● Problem details
Please repeat the records below word for word, leaving out the pictures.

● Materials provided
--*--

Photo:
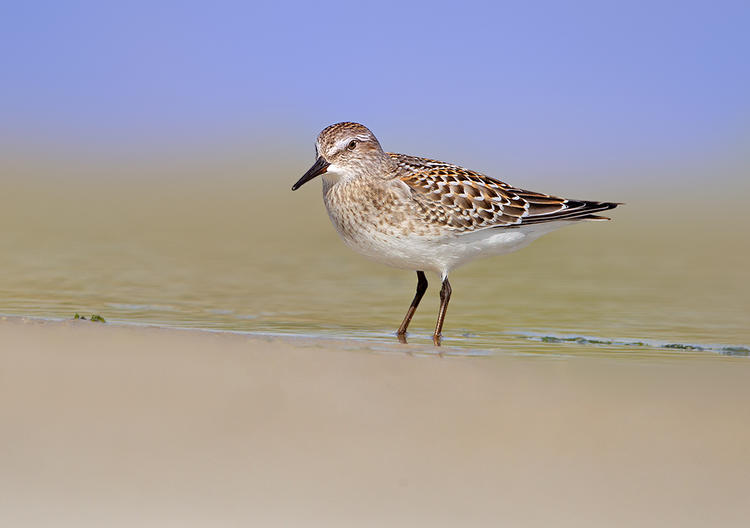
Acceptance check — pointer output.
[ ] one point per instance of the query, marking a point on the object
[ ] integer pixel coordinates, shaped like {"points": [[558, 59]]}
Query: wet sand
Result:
{"points": [[106, 425]]}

--*--

● Answer to this exercise
Photo:
Acceptance check — pointer output.
[ ] one point per instance of the query, marking a point on the object
[ ] integer pixel coordinates, shaped like {"points": [[558, 59]]}
Query: wet sand
Result:
{"points": [[106, 425]]}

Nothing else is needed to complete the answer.